- Neftelijeh Rural District Location within Iran
- Coordinates: 37°11′N 54°06′E﻿ / ﻿37.183°N 54.100°E
- Country: Iran
- Province: Golestan
- County: Gomishan
- District: Central
- Established: 2009
- Capital: Qaleh Jiq-e Bozorg

Population (2016)
- • Total: 3,741
- Time zone: UTC+3:30 (IRST)

= Neftelijeh Rural District =

Rural district in Golestan province, Iran

Neftelijeh Rural District (دهستان نفتلیجه) is in the Central District of Gomishan County, Golestan province, Iran. Its capital is the village of Qaleh Jiq-e Bozorg.

==History==
In 2009, Gomishan District was separated from Torkaman County in the establishment of Gomishan County, and Neftelijeh Rural District was created in the new Central District.

◆ **TO DO**:
A. Rewrite the Neftelijeh Rural District text starting with "- Neftelijeh Rural" and going on through "Population (2016)", replacing "Central" with "Middle".
B. List the administrative divisions, from country down to district, that the Neftelijeh Rural District text gives for the rural district.
The listing that comes next has no part in this work.

◆ **RECORDED INFORMATION**:
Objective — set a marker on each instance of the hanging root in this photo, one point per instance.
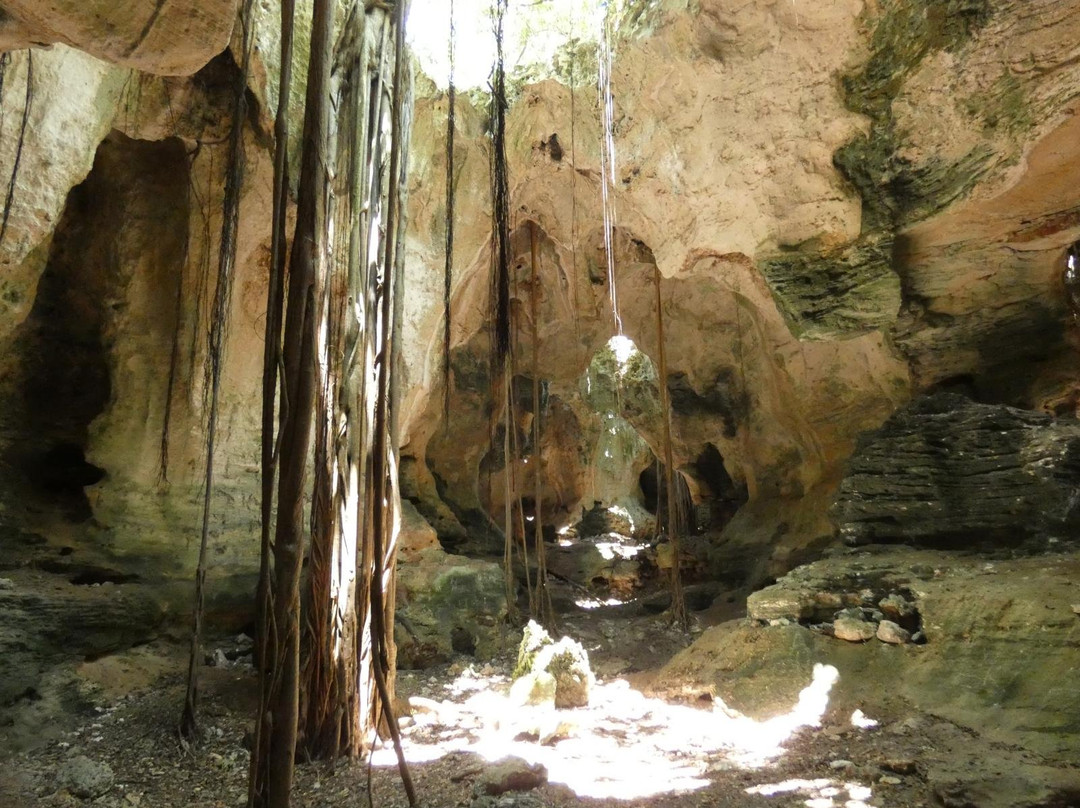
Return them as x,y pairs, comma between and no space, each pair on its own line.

◆ **FINAL ANSWERS**:
A.
- Neftelijeh Rural District Location within Iran
- Coordinates: 37°11′N 54°06′E﻿ / ﻿37.183°N 54.100°E
- Country: Iran
- Province: Golestan
- County: Gomishan
- District: Middle
- Established: 2009
- Capital: Qaleh Jiq-e Bozorg

Population (2016)

B. Iran, Golestan, Gomishan, Central